* Exercise requirements:
Turn the stretch of data from the line containing "like (60, 351)." through the end of the data into a two-column CSV with the headers text and answer, giving one row to each text and its answer. Wrap every field in quotation marks and replace line breaks with spaces.
━━━
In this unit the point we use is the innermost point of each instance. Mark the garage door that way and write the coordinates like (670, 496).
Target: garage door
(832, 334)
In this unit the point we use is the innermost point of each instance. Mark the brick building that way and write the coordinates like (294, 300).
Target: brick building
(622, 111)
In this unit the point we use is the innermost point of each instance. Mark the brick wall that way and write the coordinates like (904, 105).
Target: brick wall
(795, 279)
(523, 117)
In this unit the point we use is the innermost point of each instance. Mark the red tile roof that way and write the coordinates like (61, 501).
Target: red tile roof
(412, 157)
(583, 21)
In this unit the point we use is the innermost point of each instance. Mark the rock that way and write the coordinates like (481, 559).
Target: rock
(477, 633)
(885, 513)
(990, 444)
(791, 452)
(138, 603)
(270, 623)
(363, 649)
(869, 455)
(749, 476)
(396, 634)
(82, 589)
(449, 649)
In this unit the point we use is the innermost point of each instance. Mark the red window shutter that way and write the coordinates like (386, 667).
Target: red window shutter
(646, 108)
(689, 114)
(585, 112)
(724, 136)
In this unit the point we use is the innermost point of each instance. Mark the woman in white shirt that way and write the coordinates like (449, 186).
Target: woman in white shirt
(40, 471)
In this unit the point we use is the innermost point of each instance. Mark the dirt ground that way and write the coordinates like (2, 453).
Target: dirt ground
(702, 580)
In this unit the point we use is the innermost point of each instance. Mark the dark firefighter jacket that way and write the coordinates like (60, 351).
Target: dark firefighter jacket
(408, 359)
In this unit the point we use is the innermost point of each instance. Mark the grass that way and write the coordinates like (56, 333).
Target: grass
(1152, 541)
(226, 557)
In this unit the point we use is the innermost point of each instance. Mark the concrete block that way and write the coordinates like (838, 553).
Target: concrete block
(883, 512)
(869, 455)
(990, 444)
━━━
* Output below:
text,answer
"In this unit the point we use is the innermost point of each instance. Mark the dark firefighter jacket that way and write the coordinates like (60, 351). Target: dark firefighter jacket","(408, 359)"
"In this unit the point we use is the innermost point of each instance. Mark the grass that way and write the coordinates like (56, 333). Target: grass","(1152, 541) (226, 557)"
"In this unit the point we use is the innermost point of each instance. Mark the concrete block that way and write the coordinates like (838, 553). Target: concrete block","(883, 512) (869, 455) (990, 444)"